Excerpted passage |

# Best Touring route to Switzerland



## Vimbus

I am in the process of planning our 2013 European holiday. We are planning to visit Switzerland before heading back home via the French alps to catch a stage of the Tour de France.
So far I’ve managed to book a late Friday night Eurotunnel after work then we plan to drive for no more than 1 ½ hour to the aire at Bavay to catch a decent night’s sleep and steer clear of the usual horror stories about aires near Calais. 
From there my knowledge of the area runs out, so we are open to suggestions of the best route into Switzerland. I quite like the idea of going via the Vosges mountains and the wife doesn’t mind where we go so long as we aren’t suck in the van all day!


----------



## damar1

Hi vimbus, I dont know weather i can help you, but we went to switzerlade last year for the first time. We think it is a wonderful place the people are lovely and most speak english. As for a route we use the book camperstop and down load all the counterys into the sat nav and put in no toll roads. Then looked on the map and put in a town or most of the time a lake, looked on sat nav and found a site. The sites are not cheap there but most we found very good and clean. The only place we found to sort of wild camp was on the motorways they hade m/h points for water ect ( we do not use motorways a lot ). We intend to return there this year, as there is so much to see the lakes are like oceans and its great to take a boat from one town to another. Have a great trip.


----------



## drcotts

Hi Vimsus
Dont know how long your plan to be away but i would go via the mosel. You can spend a week just travelling doen this beutifull valley if you like and there are aires all along its length right on the river. Its really lovely. if you have bikes you can ride along the river for miles if you wish.

Dataset extract |
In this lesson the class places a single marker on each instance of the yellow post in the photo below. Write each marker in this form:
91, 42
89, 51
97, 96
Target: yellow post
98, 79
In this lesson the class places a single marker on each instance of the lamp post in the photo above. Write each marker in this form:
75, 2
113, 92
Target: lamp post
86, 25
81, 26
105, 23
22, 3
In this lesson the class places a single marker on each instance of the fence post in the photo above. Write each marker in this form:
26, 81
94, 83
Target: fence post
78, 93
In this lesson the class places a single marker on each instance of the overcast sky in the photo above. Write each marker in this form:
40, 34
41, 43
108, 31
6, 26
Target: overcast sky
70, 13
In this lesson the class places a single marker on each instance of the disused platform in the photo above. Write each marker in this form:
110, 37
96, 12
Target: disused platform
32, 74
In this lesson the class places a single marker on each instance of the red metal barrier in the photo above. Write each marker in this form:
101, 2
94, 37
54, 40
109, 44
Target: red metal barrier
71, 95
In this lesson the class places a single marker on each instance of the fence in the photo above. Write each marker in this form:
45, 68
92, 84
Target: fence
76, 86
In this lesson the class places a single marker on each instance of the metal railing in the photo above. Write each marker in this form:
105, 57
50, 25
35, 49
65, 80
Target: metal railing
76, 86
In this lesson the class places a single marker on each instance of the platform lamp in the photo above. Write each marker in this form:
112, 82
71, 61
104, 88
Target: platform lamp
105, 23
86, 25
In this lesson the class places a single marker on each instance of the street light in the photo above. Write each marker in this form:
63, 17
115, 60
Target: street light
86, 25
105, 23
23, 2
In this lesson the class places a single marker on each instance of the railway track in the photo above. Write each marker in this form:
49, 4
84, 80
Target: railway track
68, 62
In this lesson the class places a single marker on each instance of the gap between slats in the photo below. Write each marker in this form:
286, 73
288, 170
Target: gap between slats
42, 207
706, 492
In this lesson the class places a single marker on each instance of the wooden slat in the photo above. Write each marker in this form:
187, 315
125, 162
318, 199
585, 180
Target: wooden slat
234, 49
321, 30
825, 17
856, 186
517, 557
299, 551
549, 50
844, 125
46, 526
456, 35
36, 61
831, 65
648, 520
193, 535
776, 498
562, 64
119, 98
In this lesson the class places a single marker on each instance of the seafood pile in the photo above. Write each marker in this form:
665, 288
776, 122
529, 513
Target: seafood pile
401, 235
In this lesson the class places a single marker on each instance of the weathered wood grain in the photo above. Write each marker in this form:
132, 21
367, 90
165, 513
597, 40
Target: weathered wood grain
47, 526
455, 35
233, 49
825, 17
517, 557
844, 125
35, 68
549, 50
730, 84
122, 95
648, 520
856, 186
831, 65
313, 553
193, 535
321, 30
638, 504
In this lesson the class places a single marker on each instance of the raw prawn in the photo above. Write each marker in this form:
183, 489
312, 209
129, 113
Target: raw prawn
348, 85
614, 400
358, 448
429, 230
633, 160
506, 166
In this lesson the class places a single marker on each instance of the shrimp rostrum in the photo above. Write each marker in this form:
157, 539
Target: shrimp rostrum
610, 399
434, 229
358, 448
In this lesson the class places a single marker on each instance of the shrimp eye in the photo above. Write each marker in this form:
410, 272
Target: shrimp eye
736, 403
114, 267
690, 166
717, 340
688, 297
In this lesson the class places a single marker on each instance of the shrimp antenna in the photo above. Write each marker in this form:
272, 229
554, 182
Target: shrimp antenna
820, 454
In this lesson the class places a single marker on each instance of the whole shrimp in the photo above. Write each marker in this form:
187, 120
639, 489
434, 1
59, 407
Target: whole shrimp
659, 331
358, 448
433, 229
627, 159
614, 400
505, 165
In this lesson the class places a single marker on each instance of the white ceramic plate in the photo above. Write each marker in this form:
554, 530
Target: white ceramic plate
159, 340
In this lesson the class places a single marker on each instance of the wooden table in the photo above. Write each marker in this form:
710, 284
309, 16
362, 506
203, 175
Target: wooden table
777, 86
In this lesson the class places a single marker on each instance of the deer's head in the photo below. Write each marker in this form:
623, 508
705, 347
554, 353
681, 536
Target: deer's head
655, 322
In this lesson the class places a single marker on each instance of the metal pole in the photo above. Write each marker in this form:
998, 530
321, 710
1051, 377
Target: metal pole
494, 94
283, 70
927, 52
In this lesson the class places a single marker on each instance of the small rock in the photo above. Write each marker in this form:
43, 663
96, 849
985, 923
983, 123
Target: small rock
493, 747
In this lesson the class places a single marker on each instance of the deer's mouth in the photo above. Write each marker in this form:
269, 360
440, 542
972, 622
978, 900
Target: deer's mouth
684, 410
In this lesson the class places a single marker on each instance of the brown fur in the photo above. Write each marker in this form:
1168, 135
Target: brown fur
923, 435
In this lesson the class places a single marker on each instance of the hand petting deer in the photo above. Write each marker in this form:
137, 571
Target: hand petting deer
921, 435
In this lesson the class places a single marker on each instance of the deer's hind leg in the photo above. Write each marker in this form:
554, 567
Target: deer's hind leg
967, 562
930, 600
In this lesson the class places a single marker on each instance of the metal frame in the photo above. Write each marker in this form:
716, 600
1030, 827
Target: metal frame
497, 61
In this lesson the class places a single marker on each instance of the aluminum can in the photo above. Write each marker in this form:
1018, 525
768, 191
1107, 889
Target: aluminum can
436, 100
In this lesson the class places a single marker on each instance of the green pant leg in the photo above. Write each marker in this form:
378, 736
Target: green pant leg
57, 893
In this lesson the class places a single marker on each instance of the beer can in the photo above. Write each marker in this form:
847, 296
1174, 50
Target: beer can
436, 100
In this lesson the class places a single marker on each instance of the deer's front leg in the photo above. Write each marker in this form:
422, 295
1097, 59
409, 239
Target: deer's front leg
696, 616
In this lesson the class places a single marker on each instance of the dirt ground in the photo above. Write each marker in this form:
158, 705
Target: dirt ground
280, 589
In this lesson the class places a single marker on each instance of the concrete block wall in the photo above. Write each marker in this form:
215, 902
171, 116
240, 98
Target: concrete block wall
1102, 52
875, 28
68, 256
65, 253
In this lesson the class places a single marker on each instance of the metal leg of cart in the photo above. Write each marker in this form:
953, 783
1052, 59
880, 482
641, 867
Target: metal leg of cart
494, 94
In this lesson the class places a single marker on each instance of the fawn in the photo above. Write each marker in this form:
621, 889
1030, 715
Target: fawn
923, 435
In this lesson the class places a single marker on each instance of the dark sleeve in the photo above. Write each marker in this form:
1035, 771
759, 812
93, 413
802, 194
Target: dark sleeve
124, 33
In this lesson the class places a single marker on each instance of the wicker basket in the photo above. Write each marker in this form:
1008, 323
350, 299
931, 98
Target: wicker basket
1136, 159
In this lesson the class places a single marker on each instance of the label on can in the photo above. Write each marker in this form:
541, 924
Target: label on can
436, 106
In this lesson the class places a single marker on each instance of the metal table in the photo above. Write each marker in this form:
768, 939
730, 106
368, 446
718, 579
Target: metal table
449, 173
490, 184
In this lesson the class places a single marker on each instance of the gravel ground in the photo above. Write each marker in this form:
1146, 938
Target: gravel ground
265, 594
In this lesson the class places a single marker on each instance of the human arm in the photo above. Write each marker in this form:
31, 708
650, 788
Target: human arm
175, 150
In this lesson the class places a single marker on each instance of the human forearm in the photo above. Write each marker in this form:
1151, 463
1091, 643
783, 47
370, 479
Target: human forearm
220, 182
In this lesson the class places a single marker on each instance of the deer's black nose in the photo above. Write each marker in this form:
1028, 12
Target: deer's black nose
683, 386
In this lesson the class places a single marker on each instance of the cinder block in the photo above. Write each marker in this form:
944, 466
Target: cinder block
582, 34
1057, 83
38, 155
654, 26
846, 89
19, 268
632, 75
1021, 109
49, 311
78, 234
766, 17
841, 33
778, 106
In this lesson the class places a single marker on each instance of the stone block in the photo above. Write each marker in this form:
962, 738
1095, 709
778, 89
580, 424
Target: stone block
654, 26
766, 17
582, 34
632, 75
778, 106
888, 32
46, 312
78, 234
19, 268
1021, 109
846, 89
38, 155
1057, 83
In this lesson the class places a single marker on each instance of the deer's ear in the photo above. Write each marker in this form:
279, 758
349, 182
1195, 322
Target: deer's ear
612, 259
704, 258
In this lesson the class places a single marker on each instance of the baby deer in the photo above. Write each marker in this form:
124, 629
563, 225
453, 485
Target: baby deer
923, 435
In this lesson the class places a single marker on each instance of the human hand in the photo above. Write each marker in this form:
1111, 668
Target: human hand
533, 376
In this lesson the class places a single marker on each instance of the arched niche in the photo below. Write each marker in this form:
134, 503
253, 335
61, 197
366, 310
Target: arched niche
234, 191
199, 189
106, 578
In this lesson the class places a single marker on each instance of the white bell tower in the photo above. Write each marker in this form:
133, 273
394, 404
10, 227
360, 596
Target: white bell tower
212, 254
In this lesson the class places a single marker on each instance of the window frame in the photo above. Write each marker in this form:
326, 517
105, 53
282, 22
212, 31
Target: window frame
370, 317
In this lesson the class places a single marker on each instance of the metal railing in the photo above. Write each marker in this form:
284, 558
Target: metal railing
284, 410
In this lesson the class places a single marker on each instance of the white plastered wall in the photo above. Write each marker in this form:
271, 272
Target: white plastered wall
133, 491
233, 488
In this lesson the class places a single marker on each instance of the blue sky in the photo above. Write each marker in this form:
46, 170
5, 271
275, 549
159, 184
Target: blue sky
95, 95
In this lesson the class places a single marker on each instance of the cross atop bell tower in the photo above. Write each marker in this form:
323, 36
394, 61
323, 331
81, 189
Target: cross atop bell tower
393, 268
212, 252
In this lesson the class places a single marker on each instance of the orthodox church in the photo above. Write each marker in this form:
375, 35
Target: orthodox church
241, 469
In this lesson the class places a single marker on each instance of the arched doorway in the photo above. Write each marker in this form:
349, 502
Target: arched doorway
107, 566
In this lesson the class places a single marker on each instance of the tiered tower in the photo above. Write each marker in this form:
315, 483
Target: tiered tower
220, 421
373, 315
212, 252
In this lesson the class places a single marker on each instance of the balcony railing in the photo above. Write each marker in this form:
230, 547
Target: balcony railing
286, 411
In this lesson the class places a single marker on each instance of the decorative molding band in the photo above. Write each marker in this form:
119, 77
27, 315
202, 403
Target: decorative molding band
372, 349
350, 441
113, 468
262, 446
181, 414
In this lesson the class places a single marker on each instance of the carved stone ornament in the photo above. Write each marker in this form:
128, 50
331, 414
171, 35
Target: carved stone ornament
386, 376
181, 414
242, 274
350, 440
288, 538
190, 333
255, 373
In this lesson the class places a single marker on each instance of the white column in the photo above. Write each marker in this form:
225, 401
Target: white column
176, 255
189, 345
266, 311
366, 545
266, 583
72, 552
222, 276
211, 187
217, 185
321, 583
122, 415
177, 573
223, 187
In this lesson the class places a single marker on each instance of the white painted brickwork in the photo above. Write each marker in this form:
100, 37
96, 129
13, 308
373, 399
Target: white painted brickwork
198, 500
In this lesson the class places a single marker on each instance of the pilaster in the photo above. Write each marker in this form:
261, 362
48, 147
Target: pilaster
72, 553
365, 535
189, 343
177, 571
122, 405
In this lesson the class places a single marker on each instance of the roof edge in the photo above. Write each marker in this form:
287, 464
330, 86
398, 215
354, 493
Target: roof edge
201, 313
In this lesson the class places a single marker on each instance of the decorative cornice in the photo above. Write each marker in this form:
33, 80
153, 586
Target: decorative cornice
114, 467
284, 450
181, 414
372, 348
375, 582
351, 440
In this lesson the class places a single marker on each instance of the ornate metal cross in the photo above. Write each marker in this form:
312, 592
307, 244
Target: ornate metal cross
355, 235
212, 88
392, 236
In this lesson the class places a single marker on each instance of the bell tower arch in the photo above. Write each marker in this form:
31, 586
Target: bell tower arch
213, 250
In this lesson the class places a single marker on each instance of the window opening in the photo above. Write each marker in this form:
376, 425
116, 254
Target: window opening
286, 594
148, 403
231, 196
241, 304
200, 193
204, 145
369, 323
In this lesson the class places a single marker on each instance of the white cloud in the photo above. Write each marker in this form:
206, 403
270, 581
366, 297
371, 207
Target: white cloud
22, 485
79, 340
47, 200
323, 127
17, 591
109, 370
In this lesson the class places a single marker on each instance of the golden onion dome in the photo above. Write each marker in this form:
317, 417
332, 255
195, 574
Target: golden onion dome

Exercise | Reproduce the Switzerland touring thread word for word, from "Hi vimbus, I" down to "a great trip.".

Correct response |
Hi vimbus, I dont know weather i can help you, but we went to switzerlade last year for the first time. We think it is a wonderful place the people are lovely and most speak english. As for a route we use the book camperstop and down load all the counterys into the sat nav and put in no toll roads. Then looked on the map and put in a town or most of the time a lake, looked on sat nav and found a site. The sites are not cheap there but most we found very good and clean. The only place we found to sort of wild camp was on the motorways they hade m/h points for water ect ( we do not use motorways a lot ). We intend to return there this year, as there is so much to see the lakes are like oceans and its great to take a boat from one town to another. Have a great trip.